### PROBLEM REQUIREMENTS
Could you pull every line of the data below out character for character, omitting the pictures?

### Stored dataset items
##############################

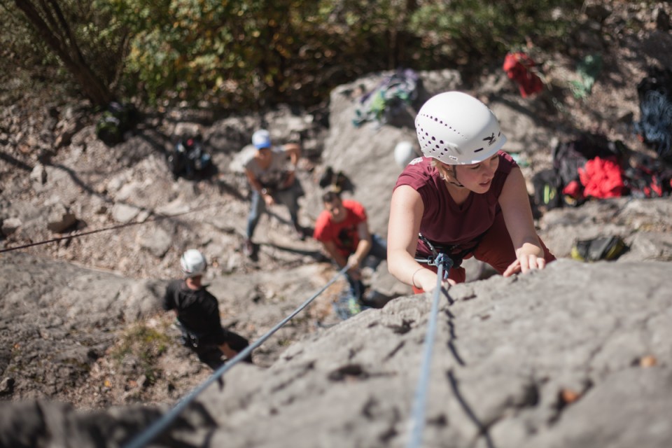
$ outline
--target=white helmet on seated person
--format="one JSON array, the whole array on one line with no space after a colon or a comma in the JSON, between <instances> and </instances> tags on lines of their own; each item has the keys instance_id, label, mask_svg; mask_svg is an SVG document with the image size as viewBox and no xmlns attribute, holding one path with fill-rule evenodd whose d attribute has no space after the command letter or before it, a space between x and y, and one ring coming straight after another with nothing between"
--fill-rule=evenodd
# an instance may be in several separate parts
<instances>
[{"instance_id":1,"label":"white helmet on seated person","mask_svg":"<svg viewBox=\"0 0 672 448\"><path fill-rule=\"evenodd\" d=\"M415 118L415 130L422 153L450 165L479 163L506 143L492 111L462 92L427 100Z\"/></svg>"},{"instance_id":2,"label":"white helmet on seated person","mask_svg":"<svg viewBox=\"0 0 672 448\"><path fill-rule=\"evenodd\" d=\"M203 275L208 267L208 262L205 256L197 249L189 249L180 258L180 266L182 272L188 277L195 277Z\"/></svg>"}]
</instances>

##############################

### TASK ANSWER
$ outline
--target=white helmet on seated person
--format="one JSON array, the whole array on one line with no space after a colon or a comma in the JSON, between <instances> and </instances> tags on lines of their own; each item has the keys instance_id, label, mask_svg; mask_svg is an SVG document with the image size as viewBox and no xmlns attribute, holding one path with fill-rule evenodd whose d attribute has no space after the command letter or before it, a space between x and y, and one ring coming straight after another with nothing between"
--fill-rule=evenodd
# an instance may be in several separate parts
<instances>
[{"instance_id":1,"label":"white helmet on seated person","mask_svg":"<svg viewBox=\"0 0 672 448\"><path fill-rule=\"evenodd\" d=\"M415 118L415 130L422 153L450 165L479 163L506 143L492 111L462 92L427 100Z\"/></svg>"},{"instance_id":2,"label":"white helmet on seated person","mask_svg":"<svg viewBox=\"0 0 672 448\"><path fill-rule=\"evenodd\" d=\"M203 275L208 267L208 262L205 256L197 249L189 249L180 258L180 266L182 272L188 277L195 277Z\"/></svg>"}]
</instances>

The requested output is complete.